--- Begin Records for this exercise ---

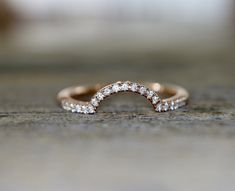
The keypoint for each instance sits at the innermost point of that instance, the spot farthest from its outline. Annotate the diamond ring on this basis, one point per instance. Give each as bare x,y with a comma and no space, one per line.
177,96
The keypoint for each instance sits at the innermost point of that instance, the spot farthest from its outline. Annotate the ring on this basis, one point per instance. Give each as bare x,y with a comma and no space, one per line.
162,97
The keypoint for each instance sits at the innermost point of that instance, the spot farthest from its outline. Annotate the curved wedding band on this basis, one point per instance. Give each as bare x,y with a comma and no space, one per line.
69,97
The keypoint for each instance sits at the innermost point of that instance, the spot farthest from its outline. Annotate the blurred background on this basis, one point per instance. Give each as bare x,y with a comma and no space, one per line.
46,45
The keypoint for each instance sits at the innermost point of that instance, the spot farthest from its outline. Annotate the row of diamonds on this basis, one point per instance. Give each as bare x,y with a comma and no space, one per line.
78,108
122,87
167,106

--- End Records for this exercise ---

Can you substitute "boundary" for "outline" throughout the records above and write them out again, leaving out the pictures and keeping everything else the same?

The keypoint for each instance sits at the innermost point of that instance, the spot farthest from its boundary. Annotate the diamond ring on this basis, one point per instance. Give each as bare x,y with a comma and no space, one per line.
177,96
The keypoint for each instance sits at the innermost point of that instance, the spot farthest from its boundary. Annotate the ring on this basis, one point per instance. Give each as bare x,y with a comma and no space, one per line.
162,97
The keypoint for each instance sits at the innermost point of that instance, the spot farthest from its boundary. Annotate the curved wedding band on this basis, one point per instance. Give each as bare x,y with a comma and no space, one per line.
69,97
The keypoint for each instance sits at the innermost point of that instance, the spot farthest from its boundary. Annotate the blurred background on this basis, one point per instance. Give each as bare x,y with a comma and no space, one per line.
46,45
The keypoint for each instance sits at the innermost point of that instance, the spot farthest from its boundary. Annotate the row of diamonds on this basis, one point per instance. Give each as bare x,y with a comma and no space, one per line.
78,108
122,87
167,106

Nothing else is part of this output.